■ Aim ■
Reproduce word for word the stretch of lines from the one containing "Pick out each instance of the blue snow" through the one containing "x=591 y=450". Leave the pictures out of your copy.

[BEGIN]

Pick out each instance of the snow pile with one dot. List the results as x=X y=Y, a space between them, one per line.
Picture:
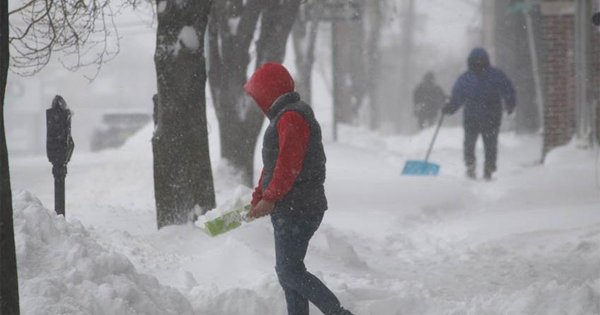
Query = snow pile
x=63 y=270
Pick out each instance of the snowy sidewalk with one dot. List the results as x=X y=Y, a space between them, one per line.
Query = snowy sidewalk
x=525 y=243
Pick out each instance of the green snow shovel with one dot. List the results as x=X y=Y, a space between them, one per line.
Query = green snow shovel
x=227 y=221
x=424 y=168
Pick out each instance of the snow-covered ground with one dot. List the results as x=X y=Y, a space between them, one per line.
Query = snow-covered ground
x=527 y=242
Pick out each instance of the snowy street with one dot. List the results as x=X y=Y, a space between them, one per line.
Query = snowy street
x=528 y=242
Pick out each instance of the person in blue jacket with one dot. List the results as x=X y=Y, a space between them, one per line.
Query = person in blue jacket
x=481 y=90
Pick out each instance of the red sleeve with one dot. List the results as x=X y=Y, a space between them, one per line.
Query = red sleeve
x=294 y=134
x=257 y=194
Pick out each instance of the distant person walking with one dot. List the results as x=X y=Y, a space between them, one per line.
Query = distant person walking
x=291 y=186
x=481 y=90
x=428 y=99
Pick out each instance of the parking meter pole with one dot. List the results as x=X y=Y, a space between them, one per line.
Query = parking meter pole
x=59 y=172
x=59 y=148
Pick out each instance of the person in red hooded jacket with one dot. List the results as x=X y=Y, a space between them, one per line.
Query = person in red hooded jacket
x=291 y=186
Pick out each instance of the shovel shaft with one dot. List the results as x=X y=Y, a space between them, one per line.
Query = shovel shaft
x=437 y=128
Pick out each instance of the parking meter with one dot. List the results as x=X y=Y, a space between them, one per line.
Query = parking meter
x=59 y=147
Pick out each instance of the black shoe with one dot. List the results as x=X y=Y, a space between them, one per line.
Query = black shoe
x=471 y=173
x=488 y=171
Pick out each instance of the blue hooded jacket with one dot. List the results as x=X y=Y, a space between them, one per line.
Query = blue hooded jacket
x=481 y=90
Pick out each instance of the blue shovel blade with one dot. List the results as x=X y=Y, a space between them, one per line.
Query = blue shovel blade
x=420 y=168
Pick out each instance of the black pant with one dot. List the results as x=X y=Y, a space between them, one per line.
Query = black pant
x=490 y=145
x=292 y=234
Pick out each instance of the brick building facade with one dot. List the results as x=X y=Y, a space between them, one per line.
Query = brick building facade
x=559 y=71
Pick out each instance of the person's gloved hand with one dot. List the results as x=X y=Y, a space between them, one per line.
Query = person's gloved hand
x=262 y=208
x=447 y=110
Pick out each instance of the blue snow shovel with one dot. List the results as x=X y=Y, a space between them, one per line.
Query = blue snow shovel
x=424 y=168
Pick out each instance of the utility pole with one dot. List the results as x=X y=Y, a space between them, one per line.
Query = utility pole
x=9 y=285
x=488 y=37
x=407 y=52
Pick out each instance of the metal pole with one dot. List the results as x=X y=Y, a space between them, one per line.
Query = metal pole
x=539 y=96
x=334 y=71
x=59 y=172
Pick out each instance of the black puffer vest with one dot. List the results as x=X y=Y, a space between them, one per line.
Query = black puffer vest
x=308 y=193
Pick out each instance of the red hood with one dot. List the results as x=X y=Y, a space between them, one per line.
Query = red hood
x=269 y=82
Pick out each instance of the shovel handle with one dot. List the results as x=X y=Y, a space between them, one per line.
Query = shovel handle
x=437 y=128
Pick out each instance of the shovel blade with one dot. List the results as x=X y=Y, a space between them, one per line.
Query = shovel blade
x=420 y=168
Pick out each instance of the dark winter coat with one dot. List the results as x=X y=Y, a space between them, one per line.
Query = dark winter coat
x=481 y=90
x=308 y=193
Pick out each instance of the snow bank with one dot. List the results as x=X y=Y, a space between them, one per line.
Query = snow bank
x=63 y=270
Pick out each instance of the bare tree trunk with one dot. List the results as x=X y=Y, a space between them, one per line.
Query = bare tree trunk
x=304 y=35
x=349 y=65
x=9 y=286
x=232 y=27
x=182 y=170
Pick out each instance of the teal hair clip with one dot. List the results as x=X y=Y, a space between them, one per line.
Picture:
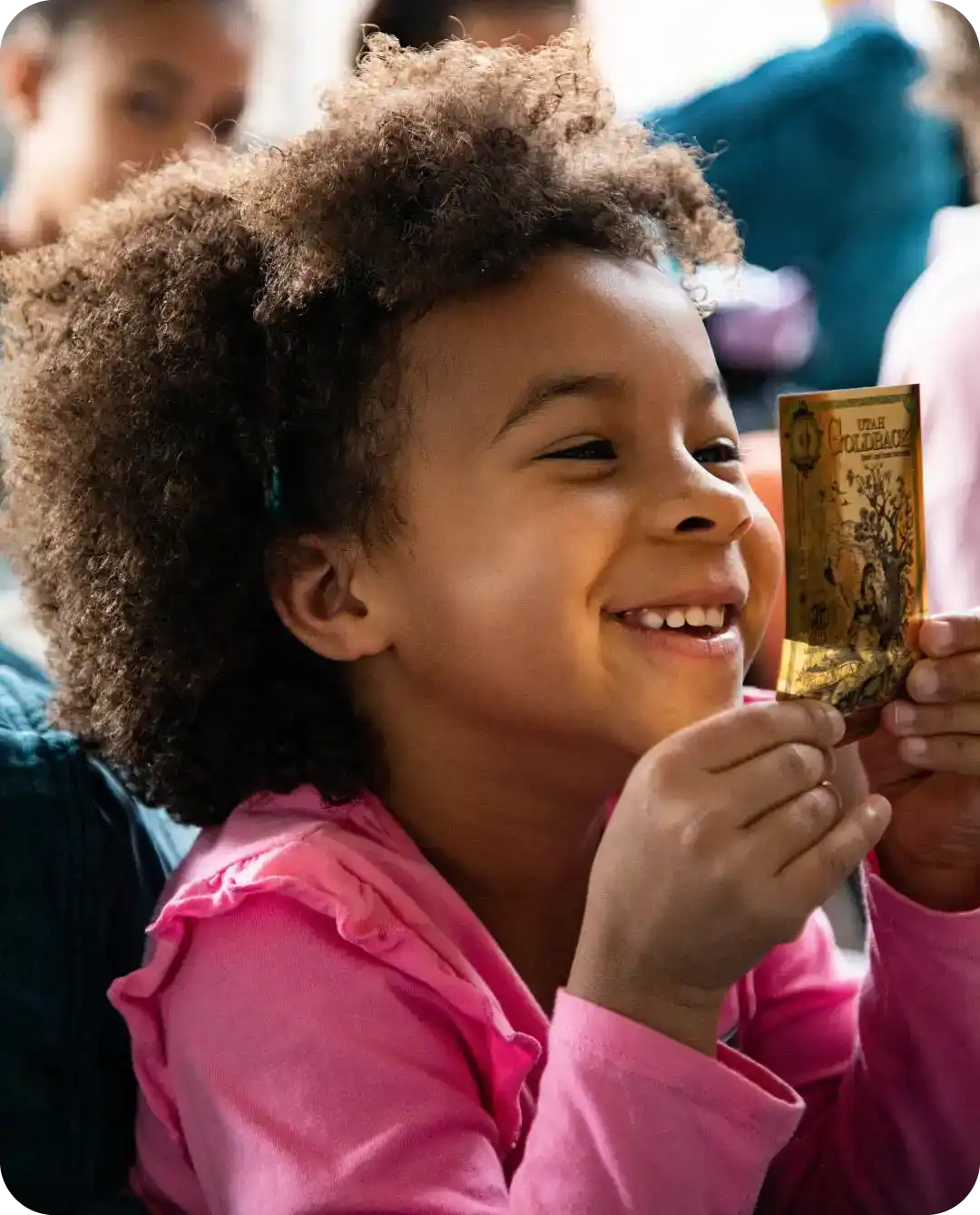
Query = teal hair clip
x=273 y=491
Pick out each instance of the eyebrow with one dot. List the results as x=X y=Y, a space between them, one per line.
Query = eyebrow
x=545 y=390
x=162 y=73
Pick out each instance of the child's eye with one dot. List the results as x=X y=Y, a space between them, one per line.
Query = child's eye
x=147 y=106
x=724 y=451
x=591 y=450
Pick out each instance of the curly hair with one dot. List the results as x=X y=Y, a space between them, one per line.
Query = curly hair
x=60 y=15
x=216 y=323
x=951 y=85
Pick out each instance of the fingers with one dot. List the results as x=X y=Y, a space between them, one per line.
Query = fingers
x=793 y=828
x=948 y=752
x=944 y=635
x=750 y=730
x=905 y=720
x=811 y=877
x=772 y=779
x=937 y=681
x=937 y=738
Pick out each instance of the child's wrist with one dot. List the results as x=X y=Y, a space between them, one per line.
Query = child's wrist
x=689 y=1018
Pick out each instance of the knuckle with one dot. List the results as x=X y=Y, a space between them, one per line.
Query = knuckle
x=801 y=763
x=814 y=810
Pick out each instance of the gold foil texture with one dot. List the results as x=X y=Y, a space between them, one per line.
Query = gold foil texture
x=855 y=548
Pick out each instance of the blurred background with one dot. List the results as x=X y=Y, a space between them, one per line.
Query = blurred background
x=642 y=44
x=843 y=129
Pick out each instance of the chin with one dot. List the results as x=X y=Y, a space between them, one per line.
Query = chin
x=681 y=712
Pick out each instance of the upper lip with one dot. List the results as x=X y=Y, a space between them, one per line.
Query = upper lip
x=715 y=594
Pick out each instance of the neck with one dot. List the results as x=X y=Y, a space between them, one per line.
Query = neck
x=515 y=845
x=24 y=222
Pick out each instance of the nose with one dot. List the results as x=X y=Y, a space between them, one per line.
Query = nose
x=700 y=505
x=201 y=142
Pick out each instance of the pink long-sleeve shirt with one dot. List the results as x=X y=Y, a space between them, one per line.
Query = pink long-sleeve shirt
x=323 y=1025
x=934 y=340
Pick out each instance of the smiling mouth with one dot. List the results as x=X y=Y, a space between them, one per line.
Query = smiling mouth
x=681 y=620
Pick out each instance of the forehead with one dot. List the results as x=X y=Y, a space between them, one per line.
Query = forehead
x=573 y=312
x=211 y=43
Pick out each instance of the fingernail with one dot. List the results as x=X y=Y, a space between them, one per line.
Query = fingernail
x=836 y=723
x=925 y=680
x=914 y=750
x=878 y=808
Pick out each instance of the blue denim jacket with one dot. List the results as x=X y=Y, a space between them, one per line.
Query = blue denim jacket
x=82 y=867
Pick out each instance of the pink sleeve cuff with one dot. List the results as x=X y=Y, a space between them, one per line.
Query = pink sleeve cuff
x=895 y=916
x=749 y=1093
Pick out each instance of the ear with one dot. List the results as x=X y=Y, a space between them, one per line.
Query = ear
x=329 y=598
x=24 y=64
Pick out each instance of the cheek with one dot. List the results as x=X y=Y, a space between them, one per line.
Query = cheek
x=515 y=583
x=763 y=553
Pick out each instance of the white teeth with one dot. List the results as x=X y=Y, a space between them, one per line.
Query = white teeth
x=679 y=617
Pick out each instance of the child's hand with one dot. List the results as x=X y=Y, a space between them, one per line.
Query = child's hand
x=932 y=850
x=722 y=843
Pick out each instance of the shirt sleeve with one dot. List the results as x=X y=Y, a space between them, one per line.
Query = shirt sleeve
x=889 y=1071
x=312 y=1078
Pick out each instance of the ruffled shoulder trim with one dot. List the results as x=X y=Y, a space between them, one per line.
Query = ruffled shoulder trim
x=319 y=866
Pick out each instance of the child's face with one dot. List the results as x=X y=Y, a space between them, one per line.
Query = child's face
x=571 y=465
x=122 y=90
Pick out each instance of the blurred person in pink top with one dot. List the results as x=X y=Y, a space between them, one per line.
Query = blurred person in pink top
x=409 y=524
x=933 y=338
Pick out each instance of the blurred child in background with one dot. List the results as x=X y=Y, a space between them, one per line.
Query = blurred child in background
x=524 y=22
x=933 y=339
x=92 y=90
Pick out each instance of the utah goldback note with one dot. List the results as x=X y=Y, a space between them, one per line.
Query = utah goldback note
x=855 y=548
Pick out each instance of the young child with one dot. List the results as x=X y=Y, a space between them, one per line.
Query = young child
x=387 y=516
x=95 y=89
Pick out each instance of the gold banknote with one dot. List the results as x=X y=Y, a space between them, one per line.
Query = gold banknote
x=855 y=548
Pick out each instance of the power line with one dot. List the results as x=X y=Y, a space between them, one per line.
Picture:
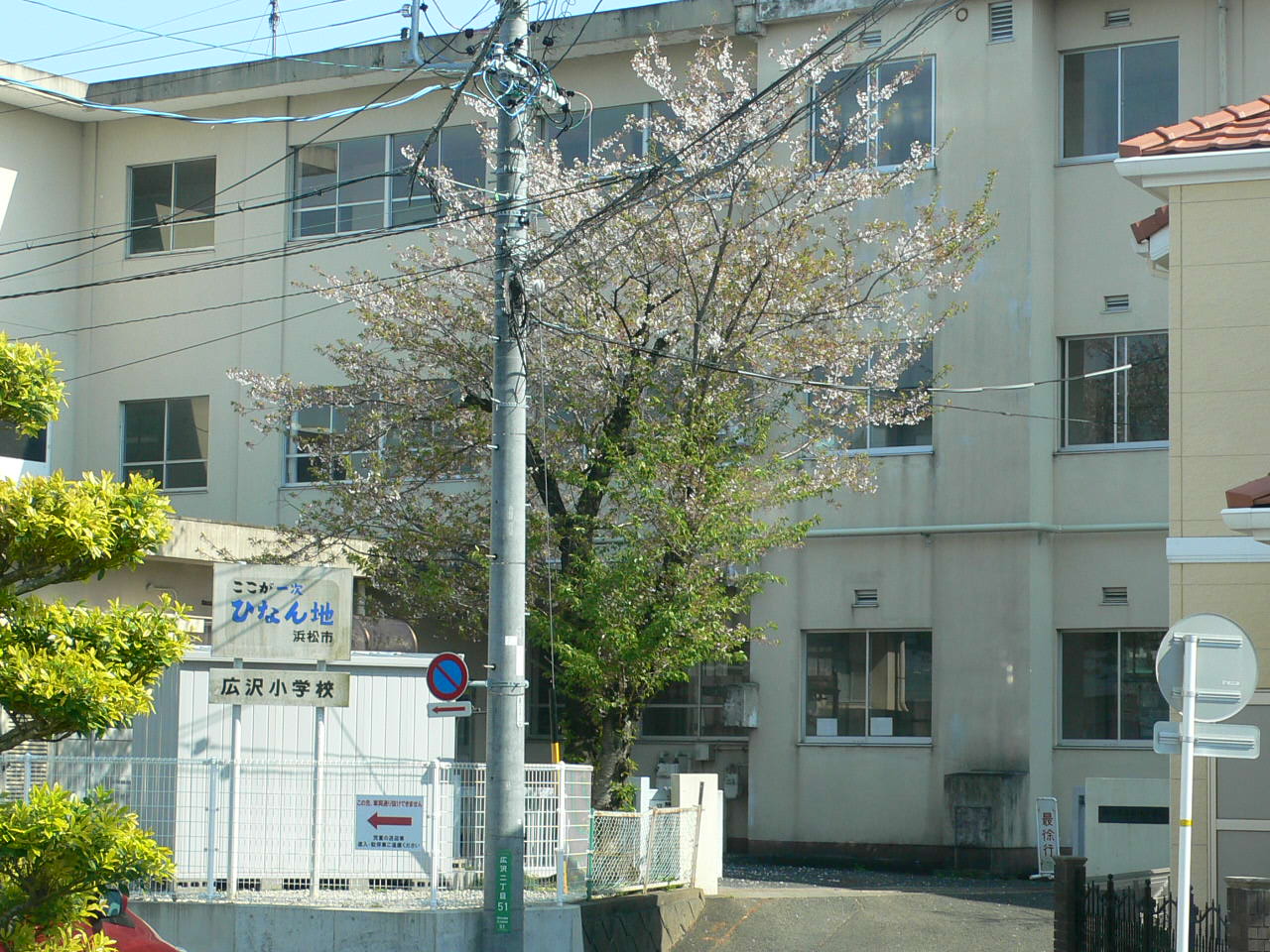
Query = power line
x=151 y=36
x=811 y=384
x=227 y=48
x=400 y=280
x=284 y=158
x=93 y=45
x=216 y=121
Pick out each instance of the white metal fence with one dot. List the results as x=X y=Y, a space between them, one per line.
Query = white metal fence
x=639 y=851
x=255 y=828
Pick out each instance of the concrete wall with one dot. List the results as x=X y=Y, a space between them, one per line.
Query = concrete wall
x=226 y=927
x=993 y=601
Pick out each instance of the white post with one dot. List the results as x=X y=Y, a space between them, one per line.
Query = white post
x=213 y=780
x=697 y=835
x=435 y=833
x=1185 y=798
x=561 y=835
x=316 y=824
x=235 y=774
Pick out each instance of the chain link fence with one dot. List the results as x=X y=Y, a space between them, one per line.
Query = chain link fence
x=379 y=833
x=633 y=852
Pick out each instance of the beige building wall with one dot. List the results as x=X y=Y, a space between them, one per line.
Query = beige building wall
x=1219 y=275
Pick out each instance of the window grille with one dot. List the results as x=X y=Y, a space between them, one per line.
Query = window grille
x=1001 y=22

[END]

■ Result of this task ■
Pick out each instance of the blue snow shovel with one dot. List the results as x=X y=Y, a space between them, one per line.
Query = blue snow shovel
x=424 y=168
Pick out each instance of the utility pole with one dot. List the results as x=X y=Y, a space between them, one per line.
Query = utility pole
x=9 y=285
x=488 y=37
x=407 y=52
Pick out each instance of the metal pole with one dot. List the results as x=X y=Y, a space between them, one per line.
Query = metal pole
x=539 y=96
x=334 y=71
x=59 y=172
Pick out each instance of the black puffer vest with one dot. List the results as x=X y=Y, a space between them, one per line.
Query = black puffer vest
x=308 y=193
Pick out each instance of the red hood with one dot. List the results as x=X y=Y, a space between them, one per line.
Query = red hood
x=269 y=82
Pick out each instance of the shovel handle with one dot. List the results as x=X y=Y, a space between them, one per line.
Query = shovel handle
x=437 y=128
Pick out each instance of the shovel blade with one dot. List the results as x=X y=Y, a space between them, one per line.
Query = shovel blade
x=420 y=168
Pick out each instance of the dark winter coat with one dot. List the results as x=X y=Y, a space between them, one per line.
Query = dark winter coat
x=481 y=90
x=308 y=193
Pick out each instance of the snow bank with one dot. List the results as x=X y=Y, a space between them, one per line.
Query = snow bank
x=63 y=270
Pick out each instance of the bare tree trunk with one dot. List the results as x=X y=Y, a space between them, one per line.
Query = bare tree trunk
x=304 y=35
x=349 y=65
x=9 y=286
x=232 y=27
x=182 y=170
Pick out each instance of the teal hair clip with one dot. List the results as x=X y=Y, a space between them, one per line.
Picture:
Query = teal hair clip
x=273 y=491
Pick out each instance of the eyebrow with one dot. List the results as x=X y=Y, a space between them, one per line.
Query = eyebrow
x=545 y=390
x=162 y=73
Pick out each instance of the child's eye with one dot. List the results as x=X y=Y, a space between them, one per line.
Query = child's eye
x=147 y=106
x=724 y=451
x=591 y=450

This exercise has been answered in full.